### Records taken from a data source
━━━━

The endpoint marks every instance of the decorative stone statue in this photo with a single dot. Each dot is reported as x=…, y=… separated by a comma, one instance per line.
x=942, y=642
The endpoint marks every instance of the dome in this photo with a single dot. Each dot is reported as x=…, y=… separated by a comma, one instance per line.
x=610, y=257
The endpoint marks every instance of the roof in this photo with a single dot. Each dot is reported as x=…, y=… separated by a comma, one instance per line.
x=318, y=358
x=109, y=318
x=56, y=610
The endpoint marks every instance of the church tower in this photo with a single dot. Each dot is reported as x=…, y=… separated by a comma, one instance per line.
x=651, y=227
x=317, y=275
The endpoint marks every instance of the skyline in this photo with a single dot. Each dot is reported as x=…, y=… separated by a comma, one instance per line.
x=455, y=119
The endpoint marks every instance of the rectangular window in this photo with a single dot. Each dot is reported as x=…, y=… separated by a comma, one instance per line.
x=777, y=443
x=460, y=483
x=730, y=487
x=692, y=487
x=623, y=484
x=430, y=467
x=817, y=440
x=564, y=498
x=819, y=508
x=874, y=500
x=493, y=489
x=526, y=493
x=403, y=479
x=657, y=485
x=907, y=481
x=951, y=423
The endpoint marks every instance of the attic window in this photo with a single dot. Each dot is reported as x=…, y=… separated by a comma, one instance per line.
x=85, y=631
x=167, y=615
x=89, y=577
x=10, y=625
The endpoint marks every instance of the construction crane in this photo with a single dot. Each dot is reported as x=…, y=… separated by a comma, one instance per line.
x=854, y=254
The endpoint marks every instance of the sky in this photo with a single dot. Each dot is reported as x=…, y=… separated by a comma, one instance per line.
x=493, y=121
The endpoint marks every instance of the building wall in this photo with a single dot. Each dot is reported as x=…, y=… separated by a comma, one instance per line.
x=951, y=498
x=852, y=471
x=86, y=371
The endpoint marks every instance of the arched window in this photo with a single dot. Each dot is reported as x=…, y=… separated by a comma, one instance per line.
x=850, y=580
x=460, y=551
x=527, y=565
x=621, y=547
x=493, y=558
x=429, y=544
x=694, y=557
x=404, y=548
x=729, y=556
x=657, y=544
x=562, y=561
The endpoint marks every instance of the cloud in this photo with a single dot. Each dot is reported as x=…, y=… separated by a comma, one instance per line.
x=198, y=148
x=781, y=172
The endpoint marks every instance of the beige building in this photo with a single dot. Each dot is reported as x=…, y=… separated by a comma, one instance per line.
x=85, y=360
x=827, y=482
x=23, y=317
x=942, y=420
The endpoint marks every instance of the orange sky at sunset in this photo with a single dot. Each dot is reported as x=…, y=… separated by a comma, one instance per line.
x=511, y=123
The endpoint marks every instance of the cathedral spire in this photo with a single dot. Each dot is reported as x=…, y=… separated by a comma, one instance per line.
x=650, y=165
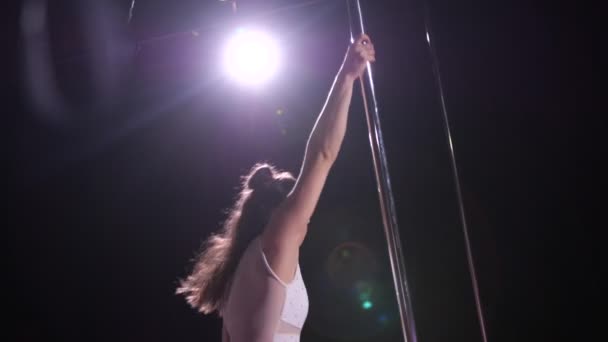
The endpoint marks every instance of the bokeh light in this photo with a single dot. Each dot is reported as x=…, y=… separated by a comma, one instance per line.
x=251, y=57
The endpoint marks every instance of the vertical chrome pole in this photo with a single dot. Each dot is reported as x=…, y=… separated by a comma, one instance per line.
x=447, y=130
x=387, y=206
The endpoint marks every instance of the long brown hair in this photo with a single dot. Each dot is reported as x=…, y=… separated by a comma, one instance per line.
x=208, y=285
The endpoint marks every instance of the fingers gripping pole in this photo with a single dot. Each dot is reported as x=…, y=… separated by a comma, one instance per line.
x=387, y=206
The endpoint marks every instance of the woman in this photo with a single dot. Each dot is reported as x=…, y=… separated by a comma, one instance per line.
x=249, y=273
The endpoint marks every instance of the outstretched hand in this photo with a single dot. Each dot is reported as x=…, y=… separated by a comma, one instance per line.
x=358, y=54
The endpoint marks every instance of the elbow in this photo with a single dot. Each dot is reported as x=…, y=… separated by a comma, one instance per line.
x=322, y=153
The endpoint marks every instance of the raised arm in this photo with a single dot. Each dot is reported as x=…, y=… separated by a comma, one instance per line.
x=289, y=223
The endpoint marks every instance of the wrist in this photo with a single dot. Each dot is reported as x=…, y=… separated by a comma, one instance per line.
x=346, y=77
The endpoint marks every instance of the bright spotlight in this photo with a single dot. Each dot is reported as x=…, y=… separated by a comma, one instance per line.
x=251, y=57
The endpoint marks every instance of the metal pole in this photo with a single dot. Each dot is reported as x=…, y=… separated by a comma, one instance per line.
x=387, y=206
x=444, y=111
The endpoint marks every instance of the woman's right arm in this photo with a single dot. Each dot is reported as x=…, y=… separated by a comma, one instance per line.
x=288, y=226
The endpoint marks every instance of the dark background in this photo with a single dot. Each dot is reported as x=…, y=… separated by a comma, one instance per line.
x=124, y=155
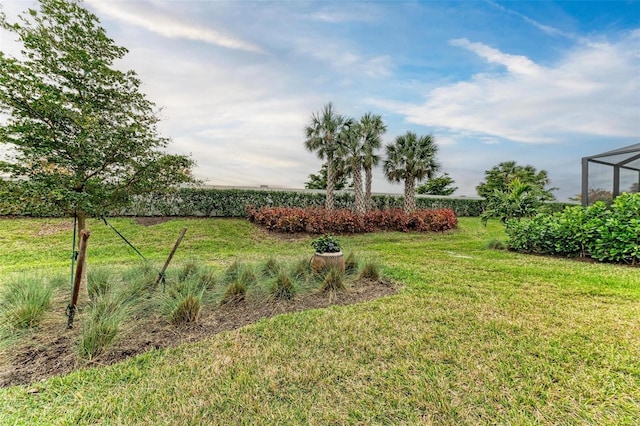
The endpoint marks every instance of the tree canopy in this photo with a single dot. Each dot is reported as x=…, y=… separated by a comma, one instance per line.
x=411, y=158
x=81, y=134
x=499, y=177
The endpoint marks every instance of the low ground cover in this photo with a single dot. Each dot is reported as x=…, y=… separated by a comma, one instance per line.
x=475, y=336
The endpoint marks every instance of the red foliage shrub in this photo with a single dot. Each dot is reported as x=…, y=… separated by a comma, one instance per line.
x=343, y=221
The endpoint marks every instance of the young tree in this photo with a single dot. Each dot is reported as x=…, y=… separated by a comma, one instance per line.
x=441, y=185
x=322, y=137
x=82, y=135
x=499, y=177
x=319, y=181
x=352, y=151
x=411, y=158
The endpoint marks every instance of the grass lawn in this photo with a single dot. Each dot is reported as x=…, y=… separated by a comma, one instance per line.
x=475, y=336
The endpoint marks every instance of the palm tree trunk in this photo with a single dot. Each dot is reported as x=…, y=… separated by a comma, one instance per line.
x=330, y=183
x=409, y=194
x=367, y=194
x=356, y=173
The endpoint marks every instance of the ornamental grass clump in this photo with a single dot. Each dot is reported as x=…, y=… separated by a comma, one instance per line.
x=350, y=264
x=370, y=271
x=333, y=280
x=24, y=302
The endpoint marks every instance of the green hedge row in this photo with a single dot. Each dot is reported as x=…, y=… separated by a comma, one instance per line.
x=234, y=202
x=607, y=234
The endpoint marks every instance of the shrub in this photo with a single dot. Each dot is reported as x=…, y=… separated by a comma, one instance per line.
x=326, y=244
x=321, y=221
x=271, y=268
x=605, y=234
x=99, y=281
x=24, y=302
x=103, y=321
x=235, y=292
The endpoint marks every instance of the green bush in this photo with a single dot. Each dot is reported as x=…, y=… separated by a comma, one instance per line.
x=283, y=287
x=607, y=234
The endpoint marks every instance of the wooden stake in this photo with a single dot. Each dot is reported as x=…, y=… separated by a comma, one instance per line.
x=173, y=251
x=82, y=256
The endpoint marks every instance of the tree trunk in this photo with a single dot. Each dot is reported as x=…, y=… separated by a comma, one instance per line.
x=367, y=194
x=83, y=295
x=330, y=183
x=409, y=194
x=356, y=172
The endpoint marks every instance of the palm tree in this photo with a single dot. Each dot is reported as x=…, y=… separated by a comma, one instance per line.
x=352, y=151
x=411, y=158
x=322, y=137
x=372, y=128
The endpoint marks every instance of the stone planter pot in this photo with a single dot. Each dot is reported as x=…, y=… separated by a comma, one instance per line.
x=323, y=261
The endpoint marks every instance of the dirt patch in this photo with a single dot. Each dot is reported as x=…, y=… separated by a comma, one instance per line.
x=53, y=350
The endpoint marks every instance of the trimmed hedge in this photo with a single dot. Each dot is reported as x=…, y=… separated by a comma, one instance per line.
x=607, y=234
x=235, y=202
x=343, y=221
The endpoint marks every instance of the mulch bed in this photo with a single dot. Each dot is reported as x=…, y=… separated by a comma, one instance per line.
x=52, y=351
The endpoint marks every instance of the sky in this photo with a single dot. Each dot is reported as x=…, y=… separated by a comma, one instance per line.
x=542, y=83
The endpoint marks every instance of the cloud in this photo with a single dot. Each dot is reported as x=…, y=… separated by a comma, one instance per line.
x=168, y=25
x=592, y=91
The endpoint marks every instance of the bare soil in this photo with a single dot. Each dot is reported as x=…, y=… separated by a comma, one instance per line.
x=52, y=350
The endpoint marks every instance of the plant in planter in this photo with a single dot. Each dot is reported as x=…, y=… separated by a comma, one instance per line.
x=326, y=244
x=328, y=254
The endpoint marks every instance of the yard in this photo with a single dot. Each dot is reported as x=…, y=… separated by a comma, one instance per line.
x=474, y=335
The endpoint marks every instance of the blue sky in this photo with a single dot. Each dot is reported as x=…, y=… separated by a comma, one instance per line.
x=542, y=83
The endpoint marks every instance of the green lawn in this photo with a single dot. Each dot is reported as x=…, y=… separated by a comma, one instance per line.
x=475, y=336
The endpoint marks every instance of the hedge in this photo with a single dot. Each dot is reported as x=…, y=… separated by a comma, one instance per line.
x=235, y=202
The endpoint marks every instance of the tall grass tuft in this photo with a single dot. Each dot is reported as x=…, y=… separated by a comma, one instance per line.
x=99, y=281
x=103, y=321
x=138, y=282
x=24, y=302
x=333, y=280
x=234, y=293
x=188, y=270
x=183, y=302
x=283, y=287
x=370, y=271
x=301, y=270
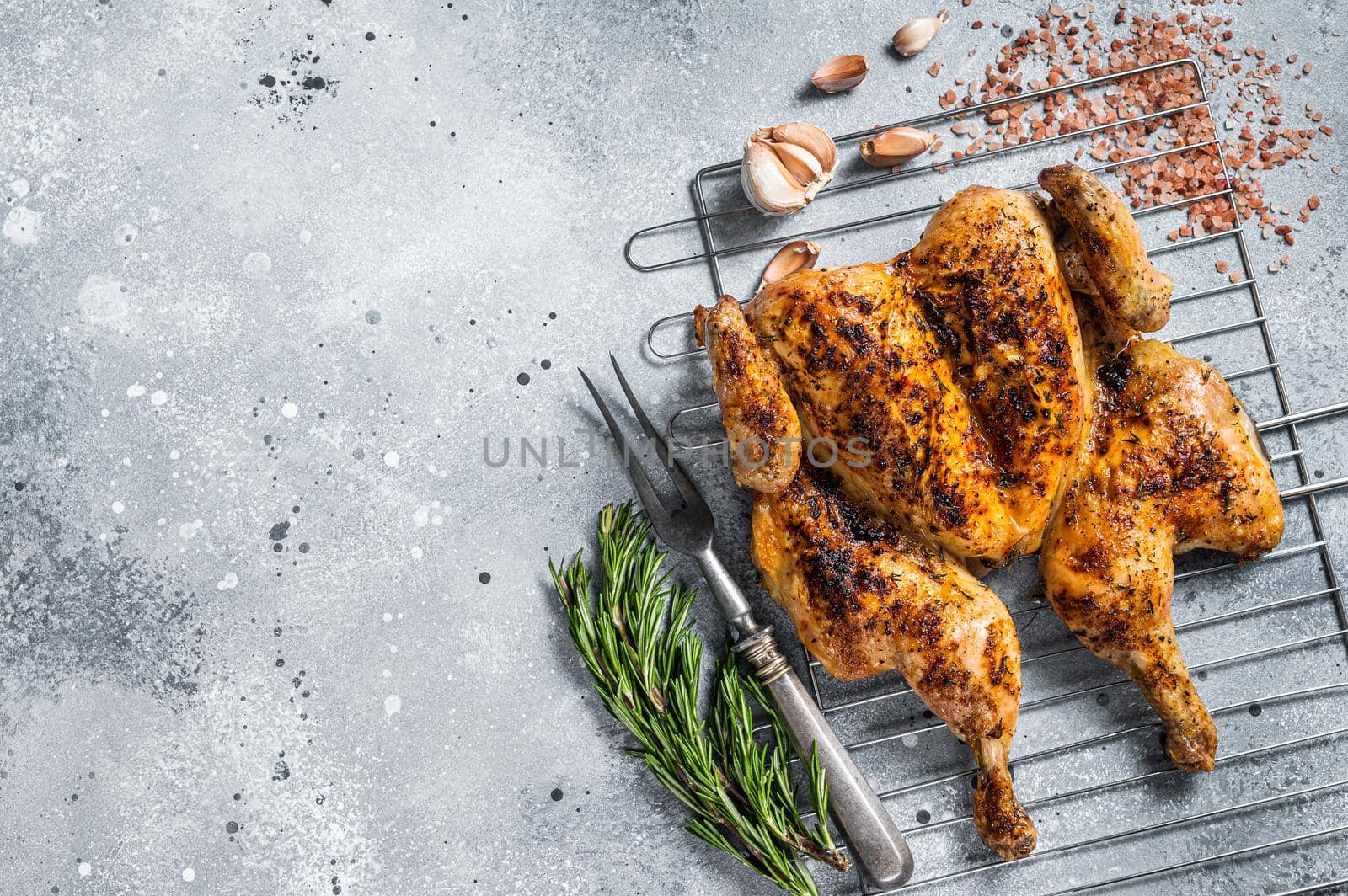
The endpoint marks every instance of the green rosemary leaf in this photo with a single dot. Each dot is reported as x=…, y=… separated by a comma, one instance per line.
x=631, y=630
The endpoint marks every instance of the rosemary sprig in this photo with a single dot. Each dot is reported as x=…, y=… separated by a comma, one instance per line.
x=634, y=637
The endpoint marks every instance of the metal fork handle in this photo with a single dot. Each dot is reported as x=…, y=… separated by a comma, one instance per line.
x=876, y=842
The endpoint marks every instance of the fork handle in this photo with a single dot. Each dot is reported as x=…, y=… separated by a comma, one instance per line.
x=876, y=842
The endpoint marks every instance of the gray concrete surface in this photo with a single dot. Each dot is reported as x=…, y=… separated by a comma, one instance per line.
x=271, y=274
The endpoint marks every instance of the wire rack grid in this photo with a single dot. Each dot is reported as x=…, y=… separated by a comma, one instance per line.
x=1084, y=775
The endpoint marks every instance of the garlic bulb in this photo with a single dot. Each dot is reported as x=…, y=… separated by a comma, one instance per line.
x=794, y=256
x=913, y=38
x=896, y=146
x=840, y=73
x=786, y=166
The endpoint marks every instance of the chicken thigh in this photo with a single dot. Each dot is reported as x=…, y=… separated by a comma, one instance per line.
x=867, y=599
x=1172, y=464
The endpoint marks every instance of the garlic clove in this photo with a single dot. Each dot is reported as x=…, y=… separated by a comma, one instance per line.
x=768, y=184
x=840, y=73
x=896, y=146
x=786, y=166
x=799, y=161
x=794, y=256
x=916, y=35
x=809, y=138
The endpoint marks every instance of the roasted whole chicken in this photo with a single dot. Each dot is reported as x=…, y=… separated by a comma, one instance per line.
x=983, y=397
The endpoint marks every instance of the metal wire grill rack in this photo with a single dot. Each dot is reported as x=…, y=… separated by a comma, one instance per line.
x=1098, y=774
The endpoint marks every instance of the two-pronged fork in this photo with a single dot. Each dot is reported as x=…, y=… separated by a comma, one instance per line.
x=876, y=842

━━━━

### DIRECTIONS FOR THIS TASK
Rewrite the lines from the one containing "The endpoint marks every instance of the tree trunk" through the one containing "x=323, y=261", inclusive, swapping "endpoint" for "service" and leaving everything else unchanged.

### TASK ANSWER
The service marks every instance of the tree trunk in this photo with a single dot. Each dot is reported as x=…, y=… separated by a comma, one instance per line.
x=367, y=194
x=83, y=295
x=330, y=183
x=409, y=194
x=356, y=172
The service marks every instance of the palm tree in this photo with a single dot. Each dot is reported as x=…, y=… separated by a comma, one instance per line.
x=352, y=151
x=411, y=158
x=322, y=137
x=372, y=128
The service marks every instance of the stone planter pot in this photo with a single dot. Each dot is reported as x=…, y=… separated by a comma, one instance per line.
x=323, y=261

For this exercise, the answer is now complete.